**Reading passage**
Hi Barbie, let's go join a union!

1:55 PM EDT on September 7, 2023

"Alamo Drafthouse Cinema" written on a window.

(Hell Gate)

Did Barbenheimer spur a flurry of union organizing by movie theater employees? In New York City, the answer appears to be yes: On Wednesday, workers at the Alamo Drafthouse Cinema in Lower Manhattan filed a petition to unionize, joining workers at the Downtown Brooklyn theater in organizing with the United Auto Workers, with employees at both locations saying that the brutal Barbenheimer rush left staff at both theaters discussing their options.

Like their counterparts in Brooklyn, union organizers at the Lower Manhattan theater worry that severe short staffing and insufficient hours are straining employees to the breaking point, a concern that was highlighted during Barbenheimer. They also pointed to management's mishandling of sexual harassment and anti-gay comments by other employees as a reason they decided to unionize. 

"We've tried to play by every avenue they provided for us. This is the last resort," Tyler Trautman, a shift lead at the theater, told Hell Gate. "They're forcing us to unionize, because they haven't been responsive to any of our attempts to fix the workplace."

**Listed records**

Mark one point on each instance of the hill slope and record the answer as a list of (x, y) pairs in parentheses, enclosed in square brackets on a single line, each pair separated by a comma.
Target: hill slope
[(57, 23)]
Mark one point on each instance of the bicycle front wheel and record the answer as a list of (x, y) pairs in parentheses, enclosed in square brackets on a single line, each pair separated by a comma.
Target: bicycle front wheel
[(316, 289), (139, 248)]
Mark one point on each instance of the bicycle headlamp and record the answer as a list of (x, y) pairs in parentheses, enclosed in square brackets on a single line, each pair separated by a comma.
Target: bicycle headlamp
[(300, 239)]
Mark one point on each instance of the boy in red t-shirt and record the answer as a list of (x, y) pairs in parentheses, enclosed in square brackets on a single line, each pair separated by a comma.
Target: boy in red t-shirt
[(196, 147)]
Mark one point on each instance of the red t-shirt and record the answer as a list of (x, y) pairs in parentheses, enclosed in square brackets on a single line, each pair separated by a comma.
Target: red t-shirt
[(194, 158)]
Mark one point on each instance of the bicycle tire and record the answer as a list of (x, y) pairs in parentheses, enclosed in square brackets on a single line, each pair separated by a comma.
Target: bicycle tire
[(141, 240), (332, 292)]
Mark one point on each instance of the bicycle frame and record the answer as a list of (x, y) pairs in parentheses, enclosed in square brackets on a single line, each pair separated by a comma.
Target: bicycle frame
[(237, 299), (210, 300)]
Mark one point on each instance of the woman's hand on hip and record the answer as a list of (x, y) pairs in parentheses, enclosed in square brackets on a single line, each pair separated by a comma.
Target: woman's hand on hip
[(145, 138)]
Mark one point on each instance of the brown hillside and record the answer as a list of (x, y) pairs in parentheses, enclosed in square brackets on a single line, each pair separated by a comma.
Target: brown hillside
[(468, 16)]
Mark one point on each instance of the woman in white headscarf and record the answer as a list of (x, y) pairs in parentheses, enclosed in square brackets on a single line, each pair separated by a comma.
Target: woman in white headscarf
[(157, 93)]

**What this exercise asks**
#1 List every organization the union article names.
#2 Please return the passage of the union article from "Like their counterparts" to "decided to unionize.", copied word for word.

**Worked answers**
#1
Alamo Drafthouse Cinema
Hell Gate
United Auto Workers

#2
Like their counterparts in Brooklyn, union organizers at the Lower Manhattan theater worry that severe short staffing and insufficient hours are straining employees to the breaking point, a concern that was highlighted during Barbenheimer. They also pointed to management's mishandling of sexual harassment and anti-gay comments by other employees as a reason they decided to unionize.